Your objective: Copy all lines below containing "flagpole".

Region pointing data

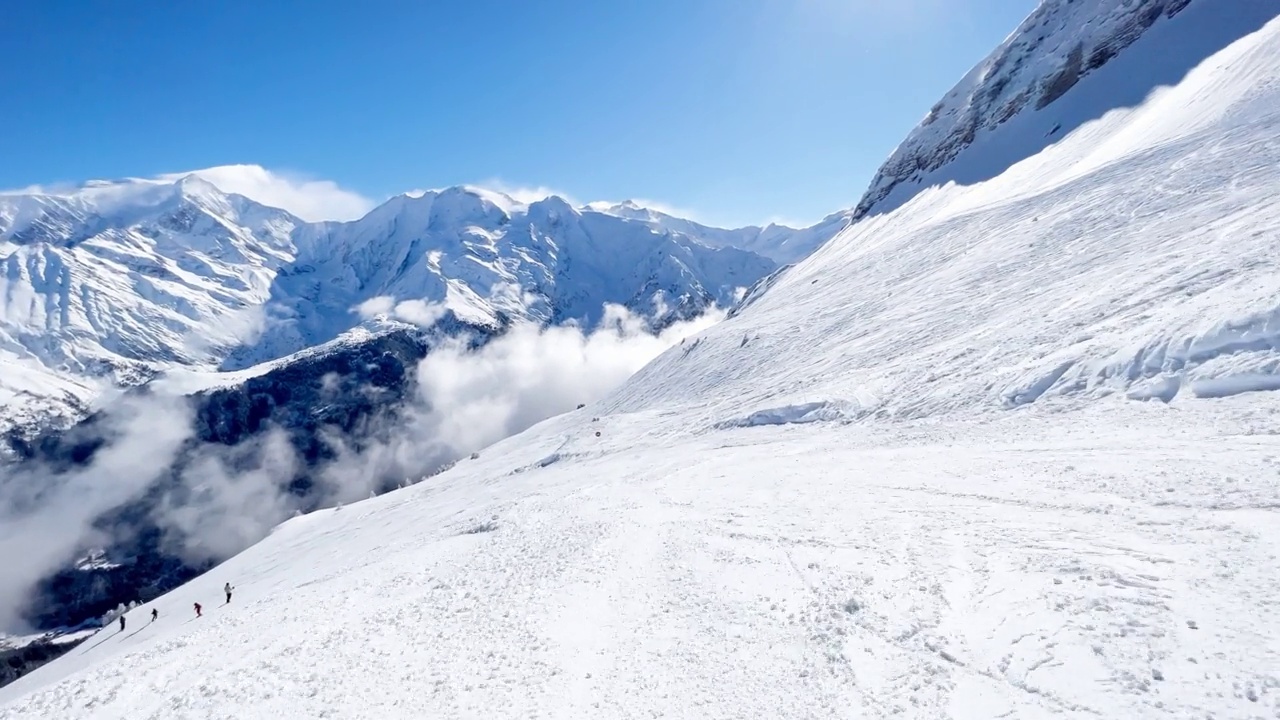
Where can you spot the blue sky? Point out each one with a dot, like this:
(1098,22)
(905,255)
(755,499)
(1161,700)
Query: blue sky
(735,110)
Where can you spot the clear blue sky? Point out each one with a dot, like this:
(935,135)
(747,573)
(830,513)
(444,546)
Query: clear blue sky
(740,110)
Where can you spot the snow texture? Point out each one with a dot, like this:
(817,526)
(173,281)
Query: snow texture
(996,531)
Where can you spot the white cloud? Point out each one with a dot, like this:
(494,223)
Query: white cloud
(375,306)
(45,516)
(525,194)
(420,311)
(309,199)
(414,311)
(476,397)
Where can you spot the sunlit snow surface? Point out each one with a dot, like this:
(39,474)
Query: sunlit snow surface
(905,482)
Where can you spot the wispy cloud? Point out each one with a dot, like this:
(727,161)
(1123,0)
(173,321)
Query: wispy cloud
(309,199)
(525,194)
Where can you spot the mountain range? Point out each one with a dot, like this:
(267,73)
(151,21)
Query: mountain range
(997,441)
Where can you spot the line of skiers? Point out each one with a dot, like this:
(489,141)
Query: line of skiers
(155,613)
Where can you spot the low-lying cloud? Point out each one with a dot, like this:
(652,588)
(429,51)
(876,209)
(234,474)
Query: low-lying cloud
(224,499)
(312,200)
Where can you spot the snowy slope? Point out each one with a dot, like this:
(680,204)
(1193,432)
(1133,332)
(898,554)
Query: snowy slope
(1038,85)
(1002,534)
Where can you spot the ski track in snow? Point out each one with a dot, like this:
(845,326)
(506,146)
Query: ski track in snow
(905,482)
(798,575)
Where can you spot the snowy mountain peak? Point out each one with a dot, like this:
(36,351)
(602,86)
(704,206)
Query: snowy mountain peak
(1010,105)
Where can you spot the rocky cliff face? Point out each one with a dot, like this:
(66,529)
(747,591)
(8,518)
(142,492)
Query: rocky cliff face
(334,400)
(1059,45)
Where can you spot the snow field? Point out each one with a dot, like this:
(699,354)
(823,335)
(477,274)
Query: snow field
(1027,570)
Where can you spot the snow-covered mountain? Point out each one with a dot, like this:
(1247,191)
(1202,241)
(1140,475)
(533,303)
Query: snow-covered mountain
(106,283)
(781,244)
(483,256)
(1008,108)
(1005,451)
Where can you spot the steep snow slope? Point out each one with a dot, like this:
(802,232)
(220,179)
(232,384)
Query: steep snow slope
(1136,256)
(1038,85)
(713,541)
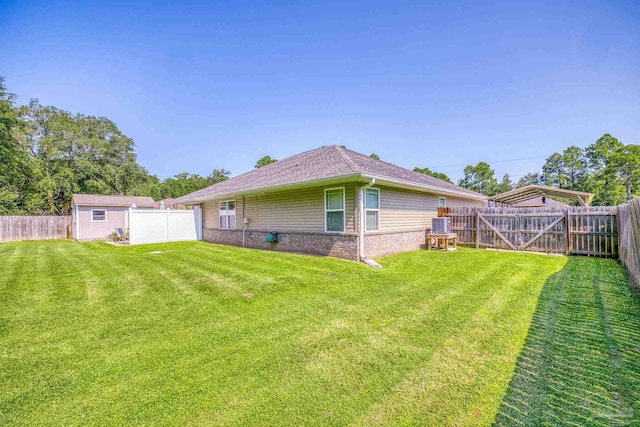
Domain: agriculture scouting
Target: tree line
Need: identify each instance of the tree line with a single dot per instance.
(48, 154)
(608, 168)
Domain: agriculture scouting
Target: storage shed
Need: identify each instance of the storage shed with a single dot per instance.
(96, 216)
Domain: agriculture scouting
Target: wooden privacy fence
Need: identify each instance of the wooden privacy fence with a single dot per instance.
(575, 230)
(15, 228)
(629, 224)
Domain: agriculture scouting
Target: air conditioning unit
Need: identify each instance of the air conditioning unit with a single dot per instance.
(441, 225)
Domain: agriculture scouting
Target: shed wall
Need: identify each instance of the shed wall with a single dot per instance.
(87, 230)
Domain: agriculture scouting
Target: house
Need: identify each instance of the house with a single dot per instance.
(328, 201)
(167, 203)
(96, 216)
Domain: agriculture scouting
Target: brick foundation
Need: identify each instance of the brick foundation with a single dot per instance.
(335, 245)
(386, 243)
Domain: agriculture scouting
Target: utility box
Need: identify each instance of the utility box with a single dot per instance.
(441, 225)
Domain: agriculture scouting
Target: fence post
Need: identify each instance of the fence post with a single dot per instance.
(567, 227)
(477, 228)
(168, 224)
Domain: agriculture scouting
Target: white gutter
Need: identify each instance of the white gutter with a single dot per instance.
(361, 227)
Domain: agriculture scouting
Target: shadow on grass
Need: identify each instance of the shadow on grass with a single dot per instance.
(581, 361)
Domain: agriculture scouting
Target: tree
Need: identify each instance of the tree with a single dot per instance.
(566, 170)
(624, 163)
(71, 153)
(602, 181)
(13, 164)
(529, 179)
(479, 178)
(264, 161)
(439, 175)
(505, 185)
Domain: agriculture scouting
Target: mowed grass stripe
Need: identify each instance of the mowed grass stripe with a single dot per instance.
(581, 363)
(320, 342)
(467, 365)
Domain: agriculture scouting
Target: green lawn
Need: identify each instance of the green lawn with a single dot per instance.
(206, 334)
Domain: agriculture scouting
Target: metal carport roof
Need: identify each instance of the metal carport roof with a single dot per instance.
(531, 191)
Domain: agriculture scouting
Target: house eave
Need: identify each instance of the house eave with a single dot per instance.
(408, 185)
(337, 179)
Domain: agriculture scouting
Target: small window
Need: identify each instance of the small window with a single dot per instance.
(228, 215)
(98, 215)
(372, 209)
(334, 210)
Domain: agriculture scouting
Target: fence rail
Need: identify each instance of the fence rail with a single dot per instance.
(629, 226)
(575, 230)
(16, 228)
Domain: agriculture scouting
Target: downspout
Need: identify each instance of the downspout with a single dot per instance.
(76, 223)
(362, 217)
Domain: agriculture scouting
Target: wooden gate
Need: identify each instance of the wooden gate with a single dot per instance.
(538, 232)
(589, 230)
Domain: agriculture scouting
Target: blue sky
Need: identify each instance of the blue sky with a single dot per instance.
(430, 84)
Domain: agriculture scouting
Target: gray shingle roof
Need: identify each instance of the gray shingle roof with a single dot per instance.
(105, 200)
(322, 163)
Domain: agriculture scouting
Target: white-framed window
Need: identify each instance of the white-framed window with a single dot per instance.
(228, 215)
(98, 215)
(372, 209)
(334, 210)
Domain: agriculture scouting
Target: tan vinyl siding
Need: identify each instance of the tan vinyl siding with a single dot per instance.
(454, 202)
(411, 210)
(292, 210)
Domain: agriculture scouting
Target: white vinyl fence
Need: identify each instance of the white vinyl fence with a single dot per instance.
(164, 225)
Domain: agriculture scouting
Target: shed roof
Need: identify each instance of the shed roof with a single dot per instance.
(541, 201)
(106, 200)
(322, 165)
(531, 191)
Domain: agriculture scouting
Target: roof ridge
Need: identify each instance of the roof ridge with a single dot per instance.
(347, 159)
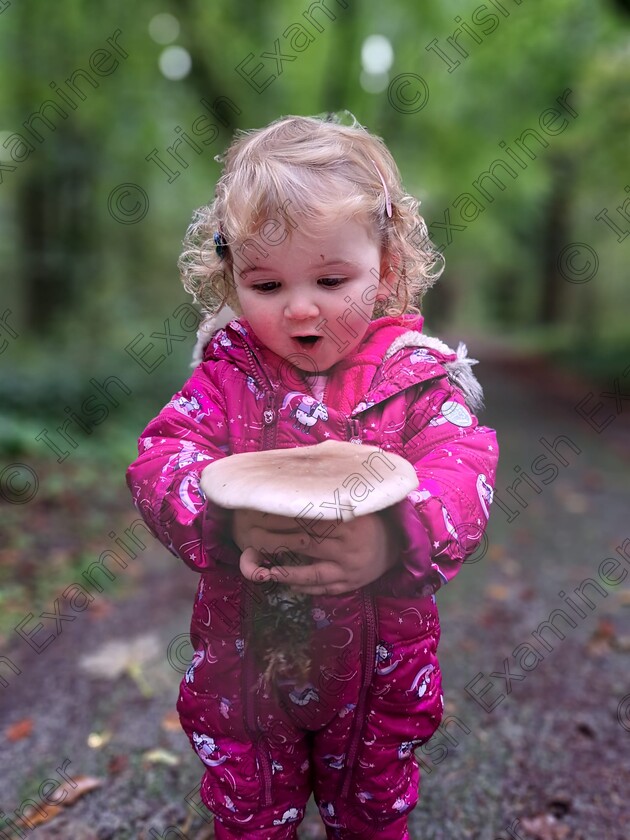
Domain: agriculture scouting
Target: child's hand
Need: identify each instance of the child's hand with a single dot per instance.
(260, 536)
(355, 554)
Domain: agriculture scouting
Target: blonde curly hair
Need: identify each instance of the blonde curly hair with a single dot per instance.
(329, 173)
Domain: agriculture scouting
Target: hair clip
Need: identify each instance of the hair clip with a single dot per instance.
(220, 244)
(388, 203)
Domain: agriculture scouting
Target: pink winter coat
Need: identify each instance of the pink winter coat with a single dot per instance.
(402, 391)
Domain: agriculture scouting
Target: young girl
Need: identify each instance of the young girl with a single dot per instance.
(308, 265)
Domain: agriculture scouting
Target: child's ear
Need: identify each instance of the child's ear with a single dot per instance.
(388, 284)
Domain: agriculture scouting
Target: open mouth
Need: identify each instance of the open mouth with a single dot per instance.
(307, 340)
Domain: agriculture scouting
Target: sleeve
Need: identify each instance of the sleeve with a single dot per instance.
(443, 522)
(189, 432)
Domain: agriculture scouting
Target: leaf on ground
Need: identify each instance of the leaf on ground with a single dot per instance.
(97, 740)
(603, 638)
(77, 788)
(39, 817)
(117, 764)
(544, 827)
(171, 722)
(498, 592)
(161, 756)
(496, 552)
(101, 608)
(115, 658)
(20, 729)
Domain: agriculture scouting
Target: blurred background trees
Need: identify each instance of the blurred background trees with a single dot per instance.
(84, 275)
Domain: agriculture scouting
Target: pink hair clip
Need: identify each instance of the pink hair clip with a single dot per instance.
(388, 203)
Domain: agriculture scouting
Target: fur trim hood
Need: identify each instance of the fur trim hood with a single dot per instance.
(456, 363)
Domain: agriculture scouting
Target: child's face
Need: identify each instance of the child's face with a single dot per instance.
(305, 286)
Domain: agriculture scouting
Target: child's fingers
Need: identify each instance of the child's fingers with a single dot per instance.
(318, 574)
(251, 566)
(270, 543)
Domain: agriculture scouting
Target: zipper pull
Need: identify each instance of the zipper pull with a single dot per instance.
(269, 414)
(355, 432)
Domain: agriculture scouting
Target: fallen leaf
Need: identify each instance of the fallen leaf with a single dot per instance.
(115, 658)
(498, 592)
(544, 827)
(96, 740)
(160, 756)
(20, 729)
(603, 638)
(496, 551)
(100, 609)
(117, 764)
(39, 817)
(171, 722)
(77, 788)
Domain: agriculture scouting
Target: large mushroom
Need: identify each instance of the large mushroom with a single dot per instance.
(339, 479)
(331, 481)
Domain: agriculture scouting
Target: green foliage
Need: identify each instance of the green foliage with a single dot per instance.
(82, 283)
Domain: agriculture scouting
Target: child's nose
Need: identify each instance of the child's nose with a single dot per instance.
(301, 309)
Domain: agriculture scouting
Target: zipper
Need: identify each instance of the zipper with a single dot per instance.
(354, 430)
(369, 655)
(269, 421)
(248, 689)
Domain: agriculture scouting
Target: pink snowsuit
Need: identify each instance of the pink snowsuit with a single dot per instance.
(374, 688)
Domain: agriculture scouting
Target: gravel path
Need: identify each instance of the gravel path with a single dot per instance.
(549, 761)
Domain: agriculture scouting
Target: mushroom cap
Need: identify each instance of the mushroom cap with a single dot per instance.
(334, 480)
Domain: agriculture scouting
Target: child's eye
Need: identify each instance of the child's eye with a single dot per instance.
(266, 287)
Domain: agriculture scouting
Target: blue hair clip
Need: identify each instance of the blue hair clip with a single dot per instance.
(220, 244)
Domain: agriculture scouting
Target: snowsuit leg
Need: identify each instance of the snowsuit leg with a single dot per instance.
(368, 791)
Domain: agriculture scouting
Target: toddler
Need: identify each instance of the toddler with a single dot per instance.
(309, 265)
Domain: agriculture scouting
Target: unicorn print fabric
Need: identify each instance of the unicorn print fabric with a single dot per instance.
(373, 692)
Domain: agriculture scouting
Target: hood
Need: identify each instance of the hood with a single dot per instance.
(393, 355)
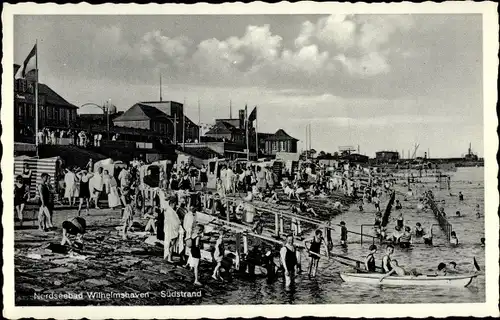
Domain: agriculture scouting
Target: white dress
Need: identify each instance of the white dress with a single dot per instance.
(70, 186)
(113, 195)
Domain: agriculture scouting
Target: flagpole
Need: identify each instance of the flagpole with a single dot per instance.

Answer to the exercise:
Target: flagpole
Need: identify each instance of the flagpole with a single dot per instance.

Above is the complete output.